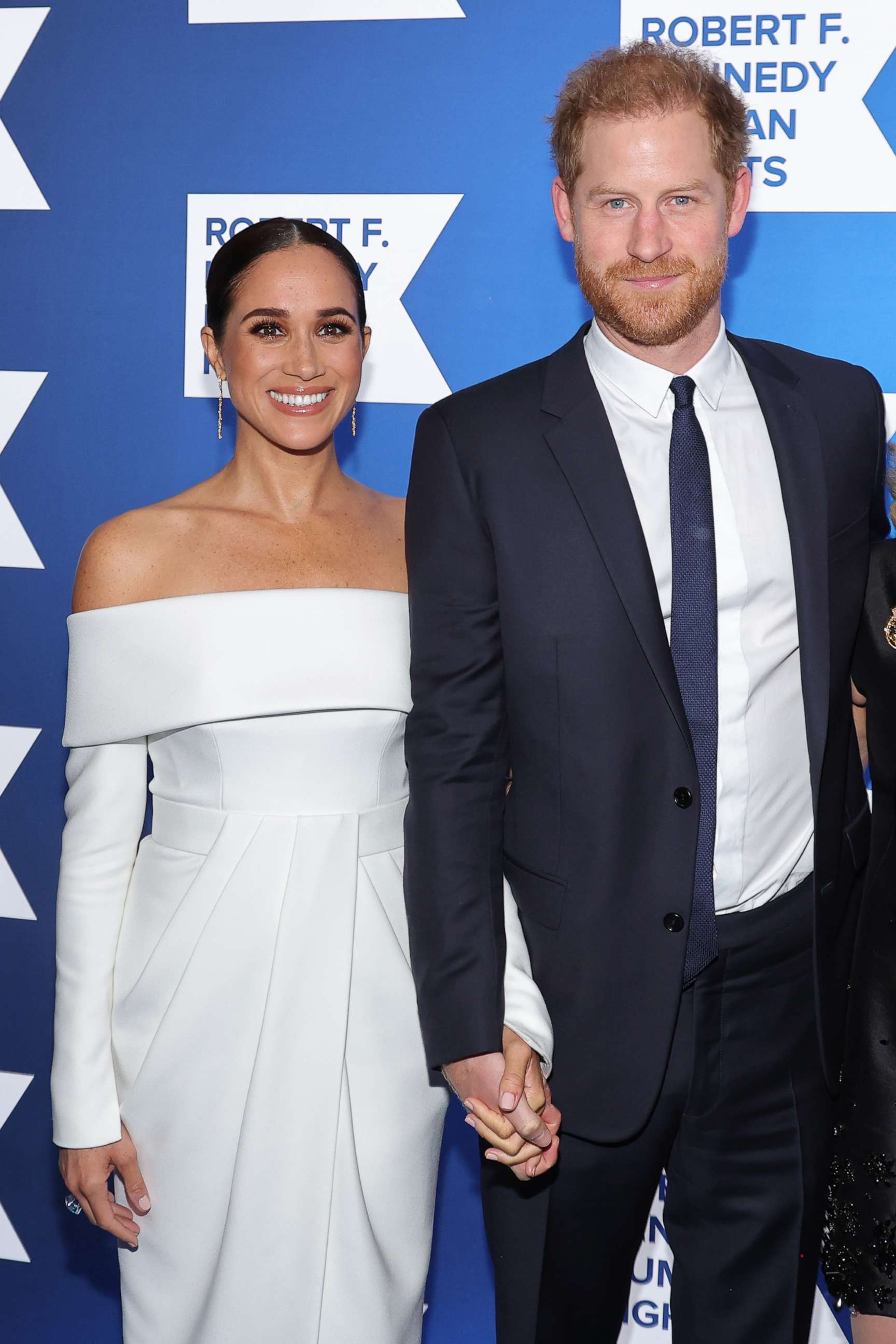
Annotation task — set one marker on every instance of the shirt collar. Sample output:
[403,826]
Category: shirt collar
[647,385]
────────────────
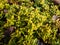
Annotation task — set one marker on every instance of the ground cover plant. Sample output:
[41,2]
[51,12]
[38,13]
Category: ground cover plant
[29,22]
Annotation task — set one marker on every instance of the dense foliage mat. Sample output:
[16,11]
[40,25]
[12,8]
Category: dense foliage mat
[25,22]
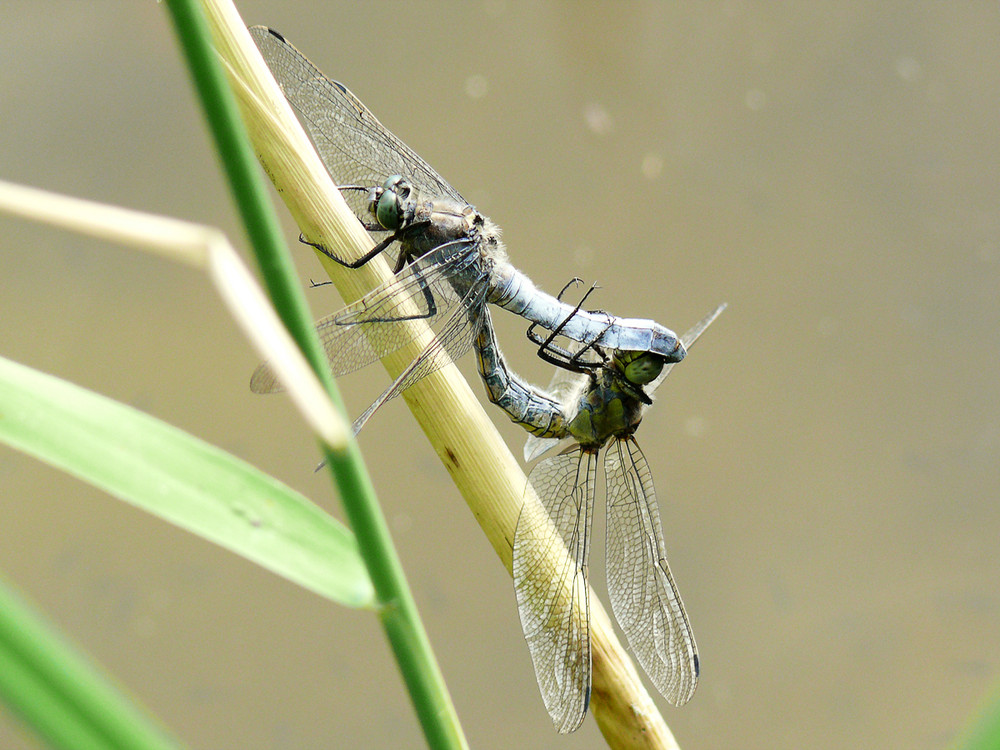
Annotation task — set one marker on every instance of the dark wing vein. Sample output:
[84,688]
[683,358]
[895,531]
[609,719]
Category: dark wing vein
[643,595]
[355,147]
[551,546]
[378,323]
────────────────
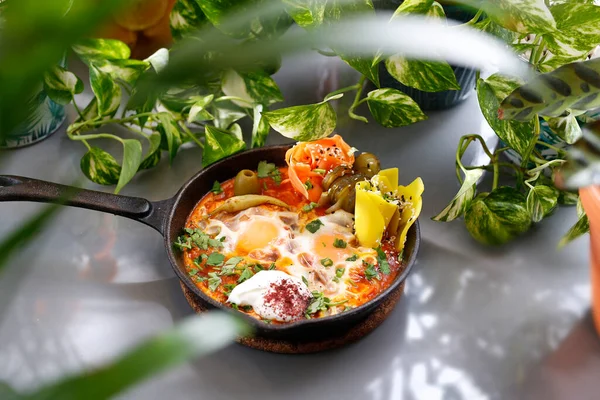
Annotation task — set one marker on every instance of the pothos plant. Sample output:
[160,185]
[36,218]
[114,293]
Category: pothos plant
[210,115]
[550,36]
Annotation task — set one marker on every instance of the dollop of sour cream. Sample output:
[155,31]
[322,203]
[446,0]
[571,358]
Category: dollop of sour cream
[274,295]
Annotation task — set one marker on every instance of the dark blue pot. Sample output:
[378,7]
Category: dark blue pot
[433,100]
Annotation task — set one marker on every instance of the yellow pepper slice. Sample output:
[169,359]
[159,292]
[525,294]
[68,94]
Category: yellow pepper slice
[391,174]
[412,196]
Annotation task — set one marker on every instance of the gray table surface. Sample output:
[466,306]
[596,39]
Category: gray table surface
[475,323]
────────────────
Look over the listing above and copy each line that contains "marker".

Annotation task — set one marker on every instance of the shirt collar. Sample output:
Annotation task — set one marker on every instance of the ground cover plant. Sample output:
Annotation task — set one marker on every instance of the dense foliage mat. Sample output:
Annotation task — set one marker on every instance of the dark wing vein. Sample output:
Annotation task — set one marker on every instance of the pothos plant. Sample output:
Annotation task — set one marker on every instance of the dollop of sour cream. Sample output:
Annotation task — set one marker on every instance of the dark blue pot. Sample output:
Annotation task — set one marker on every instance of the yellow pepper slice. Sample output:
Annotation task — set one marker on every instance of the gray table surface. Sample output:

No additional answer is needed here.